L’altra possibilità invece è quella dell’oggettivazione della contraddizione che liricamente si percepisce sul piano soggettivo. Questo allontanamento da sé del dolore del mondo ha trovato per Fortini la sua forma ideale nel romanzo o nel dramma, ma anche nell’inno, nell’ode o nell’epigramma, in quelle situazioni poetiche, cioè, in cui le contraddizioni tornano alla forma lirica liberate «dal primo pianto esistenziale». Era questa la dimensione con la quale Scotellaro non era riuscito a misurarsi.11

Mettendo in tensione la proposta di lettura di Cucchi con quelle di Muscetta e Fortini, sembra utile tornare a riflettere sul rapporto che in questi versi si instaura tra il momento propriamente lirico e quello invece politico nella poesia di Scotellaro.

In questi versi, ci sembra, la dimensione idillica, che pure è predominante, non è mai un rifugio o scopo del canto. D’altra parte è indubbio che essa rimandi ad un desiderio di armonia. Questo, però, è piuttosto dettato da una stanchezza, che il poeta vorrebbe scrollarsi di dosso magicamente, come invocando gli spiriti benigni. «Non gridatemi più dentro/ non soffiatemi in cuore/ i vostri fiati caldi, contadini // Beviamoci insieme una tazza colma di vino» (Sempre nuova è l’alba).

Il richiamo all’immediatezza, alla convivialità, frequente nei suoi versi,12 è un desiderio momentaneo. Scotellaro, che come giustamente sottolinea Cucchi è «estraneo ad ogni forma di vana lamentazione», non è nemmeno al contrario poeta dell’ubriacatura, del carpe diem, così come si compiacevano di pensare tanto Fortini che Muscetta, seppure con argomenti molto diversi tra loro. Semmai, l’umano desiderio di leggerezza, il saper approfittare dell’attimo fuggevole sono da lui indicate come quelle cose che tengono legati gli uomini alle proprie catene. I fuochi il giorno del santo patrono, il vino la sera di ritorno dai campi, il canto che automatizza i gesti e allevia la fatica fisica è ciò che rende sopportabile, e dunque perpetua, la propria condizione di sfruttati.

_ESERCIZIO 1:_ Estrai dal testo su Scotellaro il passo che va da «Mettendo in tensione» a «poesia di Scotellaro.».
_ESERCIZIO 2:_ Secondo il testo su Scotellaro, con quali parole Cucchi descrive il poeta?

_Record del dataset:_
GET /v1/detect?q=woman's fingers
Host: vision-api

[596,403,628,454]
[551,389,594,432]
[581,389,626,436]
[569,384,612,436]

_SOLUZIONE 1:_
Mettendo in tensione la proposta di lettura di Cucchi con quelle di Muscetta e Fortini, sembra utile tornare a riflettere sul rapporto che in questi versi si instaura tra il momento propriamente lirico e quello invece politico nella poesia di Scotellaro.

_SOLUZIONE 2:_ Cucchi lo descrive come «estraneo ad ogni forma di vana lamentazione».